• **What needs to be done**
Pull out every line of the items below that contains the word "cloud", and copy each line in full.

━━━━

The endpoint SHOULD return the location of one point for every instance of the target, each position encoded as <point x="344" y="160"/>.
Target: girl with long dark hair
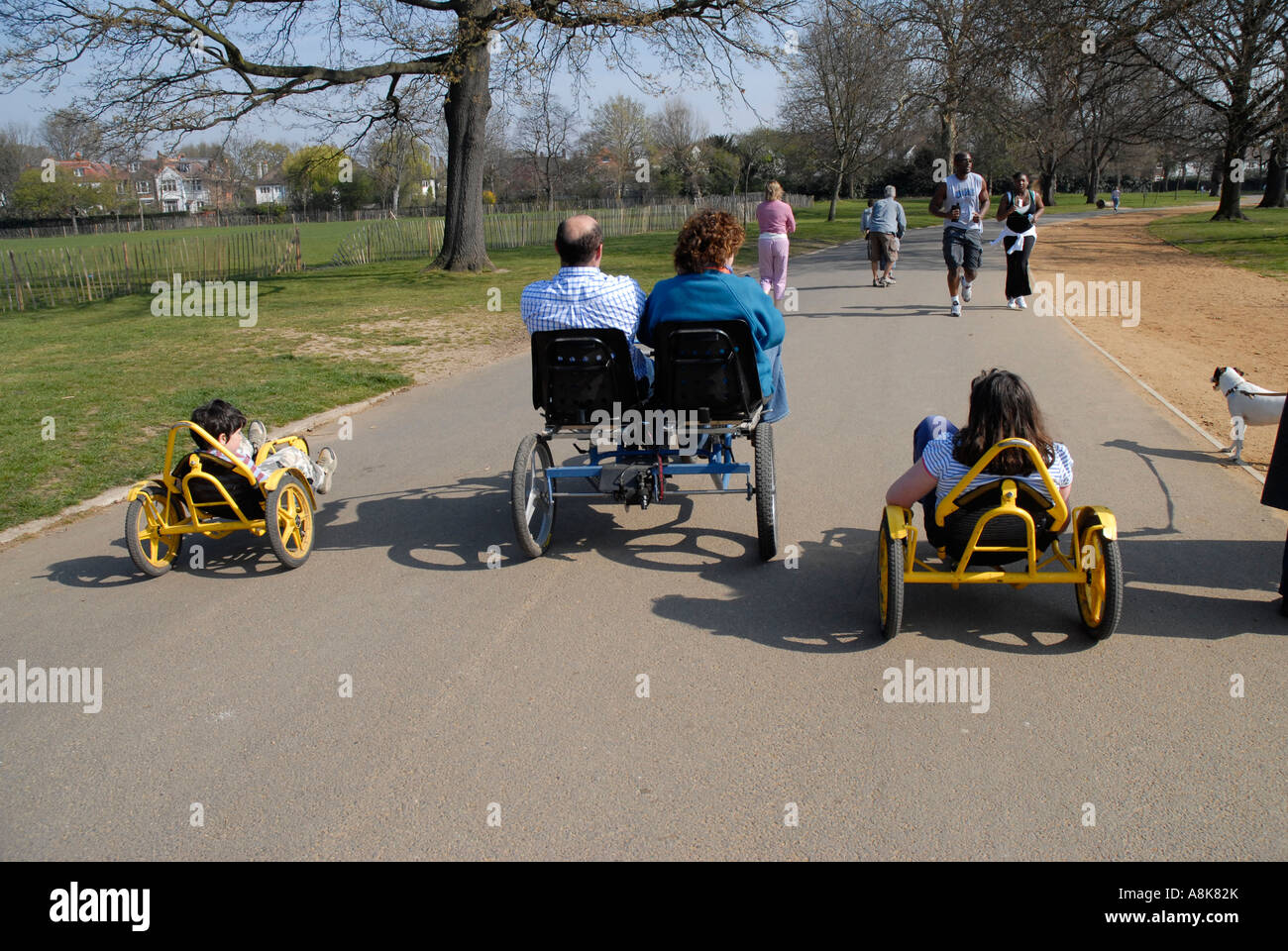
<point x="1001" y="406"/>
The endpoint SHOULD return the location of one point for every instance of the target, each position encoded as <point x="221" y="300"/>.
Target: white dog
<point x="1249" y="405"/>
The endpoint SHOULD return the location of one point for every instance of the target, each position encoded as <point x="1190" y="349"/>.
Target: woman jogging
<point x="1019" y="211"/>
<point x="777" y="222"/>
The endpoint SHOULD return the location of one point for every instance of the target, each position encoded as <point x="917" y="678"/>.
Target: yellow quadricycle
<point x="214" y="493"/>
<point x="979" y="532"/>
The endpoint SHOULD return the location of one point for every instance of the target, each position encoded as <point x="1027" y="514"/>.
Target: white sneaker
<point x="326" y="463"/>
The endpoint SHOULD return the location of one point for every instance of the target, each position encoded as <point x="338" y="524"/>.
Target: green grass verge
<point x="1258" y="244"/>
<point x="115" y="377"/>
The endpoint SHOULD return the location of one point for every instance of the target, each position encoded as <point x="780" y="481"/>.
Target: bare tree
<point x="954" y="55"/>
<point x="544" y="136"/>
<point x="18" y="150"/>
<point x="1228" y="56"/>
<point x="67" y="132"/>
<point x="678" y="133"/>
<point x="618" y="138"/>
<point x="1276" y="172"/>
<point x="189" y="64"/>
<point x="848" y="90"/>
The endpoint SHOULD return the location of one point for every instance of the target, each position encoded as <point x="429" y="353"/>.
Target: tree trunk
<point x="465" y="110"/>
<point x="1048" y="180"/>
<point x="1276" y="176"/>
<point x="1231" y="208"/>
<point x="1215" y="178"/>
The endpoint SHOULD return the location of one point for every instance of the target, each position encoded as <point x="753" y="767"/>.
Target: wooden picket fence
<point x="75" y="274"/>
<point x="53" y="276"/>
<point x="420" y="238"/>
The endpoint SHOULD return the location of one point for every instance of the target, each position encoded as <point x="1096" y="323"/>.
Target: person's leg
<point x="1012" y="265"/>
<point x="973" y="253"/>
<point x="928" y="428"/>
<point x="780" y="264"/>
<point x="1283" y="575"/>
<point x="765" y="254"/>
<point x="953" y="260"/>
<point x="777" y="407"/>
<point x="1024" y="282"/>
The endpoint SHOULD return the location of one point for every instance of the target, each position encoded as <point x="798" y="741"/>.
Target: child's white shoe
<point x="326" y="463"/>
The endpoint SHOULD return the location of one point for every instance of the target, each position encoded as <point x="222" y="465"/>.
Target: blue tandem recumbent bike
<point x="706" y="396"/>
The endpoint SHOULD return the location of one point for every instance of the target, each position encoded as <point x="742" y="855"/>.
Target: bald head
<point x="579" y="241"/>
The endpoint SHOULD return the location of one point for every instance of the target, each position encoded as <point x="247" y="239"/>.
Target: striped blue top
<point x="587" y="298"/>
<point x="938" y="459"/>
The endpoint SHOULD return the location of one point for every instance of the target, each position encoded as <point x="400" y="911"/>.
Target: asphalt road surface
<point x="511" y="692"/>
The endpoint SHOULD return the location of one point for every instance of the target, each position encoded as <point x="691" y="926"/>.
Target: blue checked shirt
<point x="587" y="298"/>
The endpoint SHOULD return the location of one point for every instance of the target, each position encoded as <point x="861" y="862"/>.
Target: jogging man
<point x="962" y="201"/>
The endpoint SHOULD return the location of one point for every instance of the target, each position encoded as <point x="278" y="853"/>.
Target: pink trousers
<point x="773" y="264"/>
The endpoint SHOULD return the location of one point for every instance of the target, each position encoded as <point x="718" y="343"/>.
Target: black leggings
<point x="1283" y="575"/>
<point x="1018" y="268"/>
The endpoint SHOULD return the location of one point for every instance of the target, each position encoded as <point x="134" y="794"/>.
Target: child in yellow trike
<point x="265" y="487"/>
<point x="993" y="493"/>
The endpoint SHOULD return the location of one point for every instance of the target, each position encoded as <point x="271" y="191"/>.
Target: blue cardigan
<point x="715" y="295"/>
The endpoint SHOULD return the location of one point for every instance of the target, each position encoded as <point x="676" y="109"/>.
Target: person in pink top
<point x="777" y="222"/>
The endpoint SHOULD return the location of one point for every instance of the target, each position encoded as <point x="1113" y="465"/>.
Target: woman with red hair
<point x="706" y="289"/>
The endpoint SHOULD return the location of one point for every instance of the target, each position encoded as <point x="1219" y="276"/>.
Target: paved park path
<point x="518" y="686"/>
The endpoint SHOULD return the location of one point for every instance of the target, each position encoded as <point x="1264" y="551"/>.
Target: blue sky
<point x="27" y="106"/>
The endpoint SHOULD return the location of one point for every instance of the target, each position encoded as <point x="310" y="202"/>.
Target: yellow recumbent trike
<point x="1001" y="522"/>
<point x="215" y="493"/>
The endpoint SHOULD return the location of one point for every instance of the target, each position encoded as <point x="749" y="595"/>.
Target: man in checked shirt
<point x="581" y="295"/>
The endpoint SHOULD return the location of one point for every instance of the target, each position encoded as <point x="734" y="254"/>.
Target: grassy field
<point x="114" y="376"/>
<point x="1260" y="244"/>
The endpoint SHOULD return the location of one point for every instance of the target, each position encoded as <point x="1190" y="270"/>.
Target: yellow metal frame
<point x="180" y="489"/>
<point x="1057" y="568"/>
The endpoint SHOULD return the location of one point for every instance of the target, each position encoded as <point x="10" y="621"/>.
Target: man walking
<point x="962" y="201"/>
<point x="887" y="224"/>
<point x="581" y="295"/>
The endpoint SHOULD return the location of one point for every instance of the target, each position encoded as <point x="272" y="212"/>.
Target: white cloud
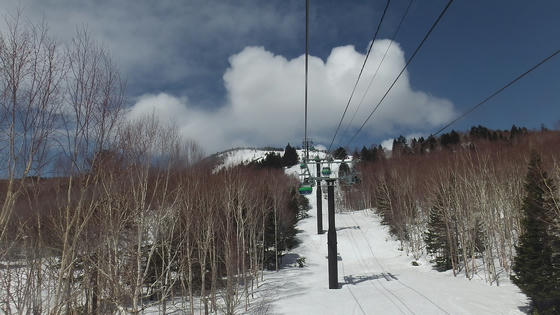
<point x="387" y="144"/>
<point x="265" y="100"/>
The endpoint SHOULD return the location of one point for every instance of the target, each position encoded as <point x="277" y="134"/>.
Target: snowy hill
<point x="241" y="156"/>
<point x="374" y="275"/>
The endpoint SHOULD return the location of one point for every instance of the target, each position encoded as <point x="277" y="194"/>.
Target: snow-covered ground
<point x="241" y="156"/>
<point x="375" y="277"/>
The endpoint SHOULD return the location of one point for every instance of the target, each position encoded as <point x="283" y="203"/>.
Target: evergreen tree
<point x="535" y="273"/>
<point x="290" y="156"/>
<point x="365" y="154"/>
<point x="340" y="153"/>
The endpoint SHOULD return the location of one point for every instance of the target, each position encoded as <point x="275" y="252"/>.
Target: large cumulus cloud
<point x="265" y="100"/>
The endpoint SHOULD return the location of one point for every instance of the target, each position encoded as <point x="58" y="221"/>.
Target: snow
<point x="375" y="277"/>
<point x="241" y="156"/>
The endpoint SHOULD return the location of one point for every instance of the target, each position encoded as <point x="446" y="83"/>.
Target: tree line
<point x="100" y="215"/>
<point x="478" y="203"/>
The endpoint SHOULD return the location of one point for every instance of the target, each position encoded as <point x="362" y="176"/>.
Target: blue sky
<point x="217" y="69"/>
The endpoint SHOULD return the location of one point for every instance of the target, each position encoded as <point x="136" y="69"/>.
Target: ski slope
<point x="375" y="277"/>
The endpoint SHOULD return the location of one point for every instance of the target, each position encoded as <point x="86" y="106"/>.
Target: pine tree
<point x="340" y="153"/>
<point x="290" y="156"/>
<point x="535" y="273"/>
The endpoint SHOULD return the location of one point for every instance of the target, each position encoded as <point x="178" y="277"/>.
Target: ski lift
<point x="305" y="189"/>
<point x="347" y="175"/>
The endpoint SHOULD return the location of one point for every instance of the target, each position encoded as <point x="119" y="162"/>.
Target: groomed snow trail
<point x="375" y="277"/>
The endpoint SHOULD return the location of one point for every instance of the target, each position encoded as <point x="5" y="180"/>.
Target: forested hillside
<point x="458" y="197"/>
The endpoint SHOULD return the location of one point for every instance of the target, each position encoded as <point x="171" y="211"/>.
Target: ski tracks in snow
<point x="357" y="241"/>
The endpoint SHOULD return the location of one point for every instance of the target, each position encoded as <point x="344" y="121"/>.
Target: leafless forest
<point x="99" y="215"/>
<point x="474" y="189"/>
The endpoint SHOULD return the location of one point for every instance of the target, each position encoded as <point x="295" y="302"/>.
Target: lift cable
<point x="402" y="71"/>
<point x="470" y="110"/>
<point x="378" y="67"/>
<point x="360" y="74"/>
<point x="306" y="142"/>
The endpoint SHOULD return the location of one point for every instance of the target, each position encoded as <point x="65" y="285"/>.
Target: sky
<point x="231" y="73"/>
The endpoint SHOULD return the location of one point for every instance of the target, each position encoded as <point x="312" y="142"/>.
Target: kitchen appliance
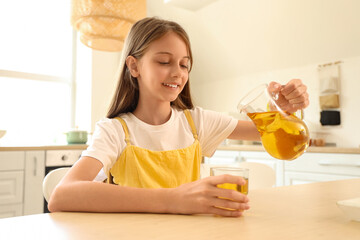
<point x="58" y="159"/>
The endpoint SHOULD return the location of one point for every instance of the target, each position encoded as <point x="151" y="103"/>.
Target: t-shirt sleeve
<point x="213" y="128"/>
<point x="105" y="144"/>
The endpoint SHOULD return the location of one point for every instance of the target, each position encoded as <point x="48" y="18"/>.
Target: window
<point x="37" y="74"/>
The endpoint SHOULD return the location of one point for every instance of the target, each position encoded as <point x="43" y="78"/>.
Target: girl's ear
<point x="132" y="65"/>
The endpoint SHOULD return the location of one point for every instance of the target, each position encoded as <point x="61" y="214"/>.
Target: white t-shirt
<point x="108" y="140"/>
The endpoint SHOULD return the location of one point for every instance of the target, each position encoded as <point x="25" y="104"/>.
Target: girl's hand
<point x="292" y="96"/>
<point x="201" y="197"/>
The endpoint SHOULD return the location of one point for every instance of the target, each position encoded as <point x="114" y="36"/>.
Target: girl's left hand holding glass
<point x="202" y="197"/>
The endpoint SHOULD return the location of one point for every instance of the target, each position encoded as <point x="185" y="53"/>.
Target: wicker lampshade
<point x="104" y="24"/>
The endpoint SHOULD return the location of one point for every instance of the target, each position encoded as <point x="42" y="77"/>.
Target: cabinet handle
<point x="35" y="166"/>
<point x="327" y="163"/>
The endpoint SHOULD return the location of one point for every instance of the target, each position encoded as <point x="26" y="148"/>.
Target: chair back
<point x="51" y="180"/>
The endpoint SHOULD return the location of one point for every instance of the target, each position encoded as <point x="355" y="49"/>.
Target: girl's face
<point x="163" y="69"/>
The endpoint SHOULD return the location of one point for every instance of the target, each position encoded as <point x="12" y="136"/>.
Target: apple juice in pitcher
<point x="283" y="135"/>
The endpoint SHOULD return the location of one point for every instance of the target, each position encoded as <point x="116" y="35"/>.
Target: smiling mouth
<point x="170" y="85"/>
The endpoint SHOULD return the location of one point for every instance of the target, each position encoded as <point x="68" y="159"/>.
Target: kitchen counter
<point x="299" y="212"/>
<point x="234" y="147"/>
<point x="259" y="148"/>
<point x="49" y="147"/>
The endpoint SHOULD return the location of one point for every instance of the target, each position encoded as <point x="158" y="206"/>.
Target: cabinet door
<point x="12" y="160"/>
<point x="11" y="187"/>
<point x="294" y="178"/>
<point x="34" y="175"/>
<point x="11" y="210"/>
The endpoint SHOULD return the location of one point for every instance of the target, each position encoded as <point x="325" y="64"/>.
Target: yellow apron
<point x="143" y="168"/>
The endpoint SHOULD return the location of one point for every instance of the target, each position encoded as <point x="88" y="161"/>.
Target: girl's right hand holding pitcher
<point x="202" y="197"/>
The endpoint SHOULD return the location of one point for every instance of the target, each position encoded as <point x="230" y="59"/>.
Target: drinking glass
<point x="284" y="135"/>
<point x="242" y="172"/>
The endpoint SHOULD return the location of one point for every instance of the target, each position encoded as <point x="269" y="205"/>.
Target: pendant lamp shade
<point x="104" y="24"/>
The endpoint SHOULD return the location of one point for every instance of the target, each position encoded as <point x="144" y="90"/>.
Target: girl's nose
<point x="177" y="71"/>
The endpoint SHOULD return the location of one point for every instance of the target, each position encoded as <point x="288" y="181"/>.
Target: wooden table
<point x="305" y="211"/>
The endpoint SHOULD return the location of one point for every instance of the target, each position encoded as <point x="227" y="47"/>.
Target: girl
<point x="151" y="143"/>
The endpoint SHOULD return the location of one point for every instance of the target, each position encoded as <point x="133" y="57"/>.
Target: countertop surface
<point x="239" y="147"/>
<point x="234" y="147"/>
<point x="298" y="212"/>
<point x="48" y="147"/>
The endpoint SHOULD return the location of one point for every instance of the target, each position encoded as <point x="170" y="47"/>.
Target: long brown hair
<point x="141" y="35"/>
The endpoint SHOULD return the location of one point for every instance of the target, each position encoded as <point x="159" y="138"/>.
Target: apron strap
<point x="191" y="123"/>
<point x="126" y="131"/>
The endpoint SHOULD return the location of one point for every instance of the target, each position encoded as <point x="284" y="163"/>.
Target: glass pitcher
<point x="284" y="135"/>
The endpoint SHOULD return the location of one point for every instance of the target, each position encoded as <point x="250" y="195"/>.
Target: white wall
<point x="104" y="68"/>
<point x="238" y="44"/>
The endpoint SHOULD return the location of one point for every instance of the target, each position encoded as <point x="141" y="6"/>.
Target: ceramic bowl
<point x="351" y="208"/>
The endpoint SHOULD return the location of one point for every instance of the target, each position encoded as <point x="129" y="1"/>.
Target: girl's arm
<point x="78" y="192"/>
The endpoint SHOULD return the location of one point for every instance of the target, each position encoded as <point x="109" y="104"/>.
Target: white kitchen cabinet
<point x="11" y="183"/>
<point x="265" y="158"/>
<point x="319" y="167"/>
<point x="294" y="178"/>
<point x="223" y="157"/>
<point x="34" y="175"/>
<point x="308" y="168"/>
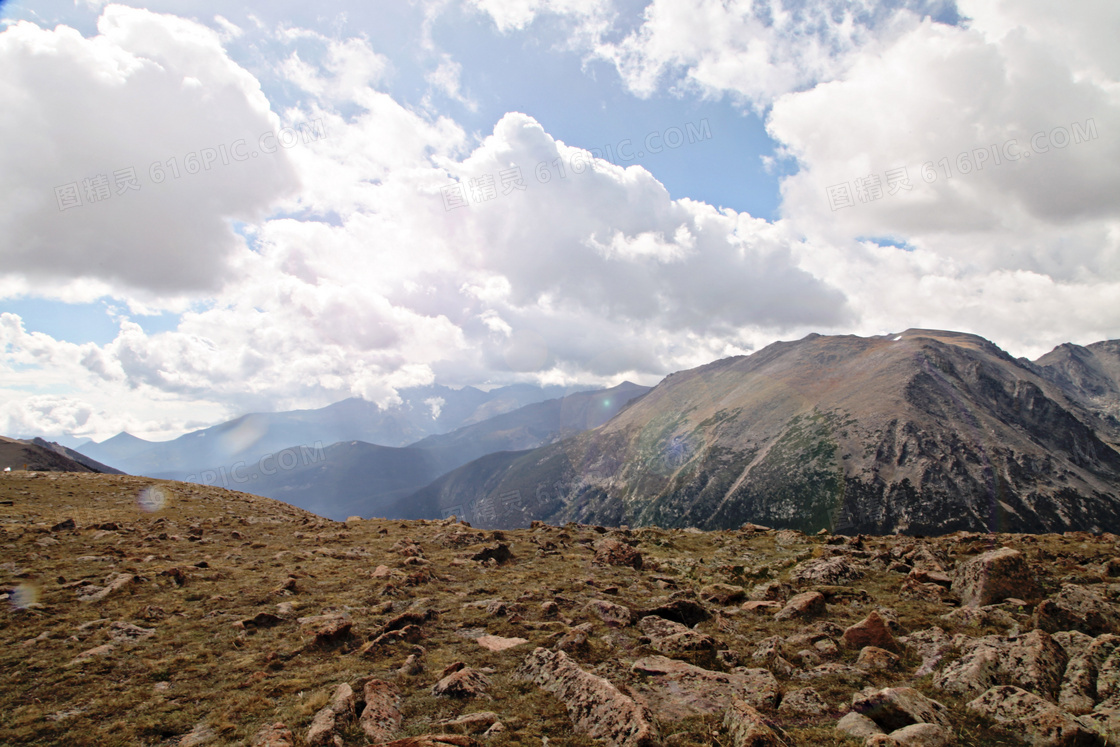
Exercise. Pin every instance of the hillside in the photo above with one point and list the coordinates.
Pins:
(922, 432)
(150, 613)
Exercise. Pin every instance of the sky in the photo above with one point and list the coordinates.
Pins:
(214, 208)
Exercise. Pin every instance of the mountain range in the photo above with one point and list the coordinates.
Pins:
(923, 432)
(298, 457)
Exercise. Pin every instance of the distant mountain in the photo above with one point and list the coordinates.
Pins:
(38, 455)
(423, 411)
(366, 479)
(924, 432)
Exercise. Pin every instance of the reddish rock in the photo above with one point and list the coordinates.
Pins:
(381, 718)
(671, 637)
(614, 615)
(615, 552)
(273, 735)
(1043, 722)
(995, 576)
(871, 631)
(463, 683)
(1078, 608)
(894, 708)
(595, 706)
(748, 728)
(808, 604)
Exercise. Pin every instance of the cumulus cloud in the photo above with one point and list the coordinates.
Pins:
(127, 168)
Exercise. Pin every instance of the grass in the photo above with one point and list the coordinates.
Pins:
(234, 552)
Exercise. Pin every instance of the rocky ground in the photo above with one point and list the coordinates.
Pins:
(140, 612)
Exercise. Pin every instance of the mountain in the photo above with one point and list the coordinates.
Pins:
(423, 411)
(358, 478)
(924, 432)
(37, 455)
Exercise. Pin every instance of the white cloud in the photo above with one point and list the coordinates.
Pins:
(150, 93)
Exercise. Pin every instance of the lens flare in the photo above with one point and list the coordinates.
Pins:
(151, 500)
(25, 595)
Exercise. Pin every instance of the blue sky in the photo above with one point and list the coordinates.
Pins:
(841, 177)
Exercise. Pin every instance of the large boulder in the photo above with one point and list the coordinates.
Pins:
(595, 706)
(1044, 724)
(670, 637)
(1076, 608)
(677, 689)
(808, 604)
(893, 708)
(748, 728)
(994, 577)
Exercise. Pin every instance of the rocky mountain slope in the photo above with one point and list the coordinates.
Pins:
(147, 613)
(358, 478)
(922, 432)
(423, 411)
(46, 456)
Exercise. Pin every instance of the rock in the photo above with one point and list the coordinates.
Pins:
(1043, 722)
(939, 578)
(748, 728)
(995, 576)
(498, 552)
(262, 619)
(615, 552)
(273, 735)
(873, 659)
(322, 731)
(614, 615)
(677, 689)
(127, 632)
(1034, 662)
(670, 637)
(802, 702)
(595, 706)
(871, 631)
(771, 591)
(118, 582)
(470, 722)
(684, 612)
(722, 594)
(574, 640)
(923, 735)
(497, 643)
(858, 726)
(762, 607)
(326, 628)
(827, 571)
(92, 653)
(381, 718)
(412, 666)
(432, 740)
(1076, 608)
(893, 708)
(463, 683)
(931, 644)
(806, 604)
(203, 734)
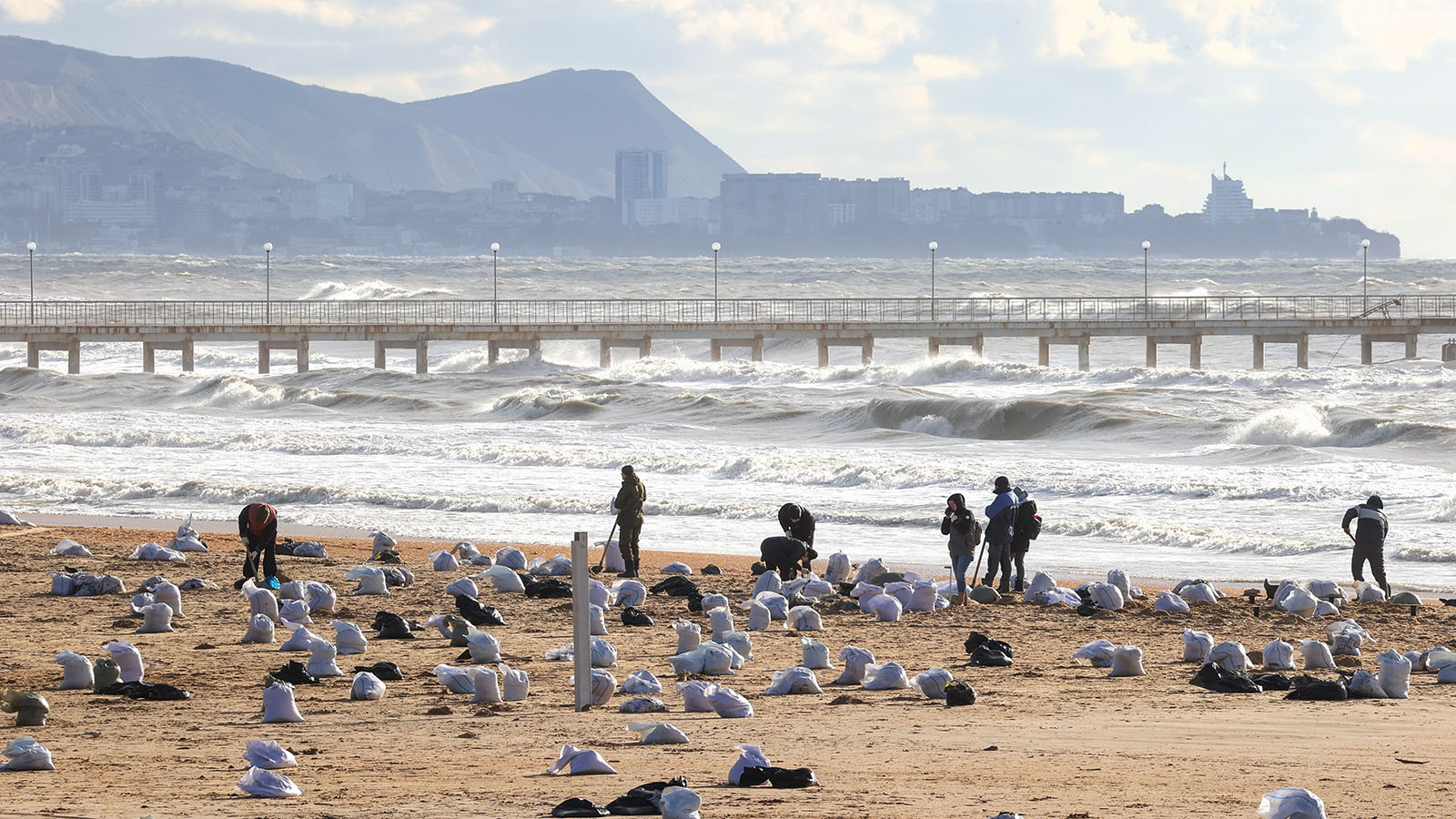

━━━━

• **Answer to the task**
Target: white cloud
Target: large cumulus cloud
Exercise. Pin every instance of the cumulus cloud in the photo above with one point and list the coordinates.
Exercise. Pin every instance of the white cloud in the photo above with one point and list the coordinates.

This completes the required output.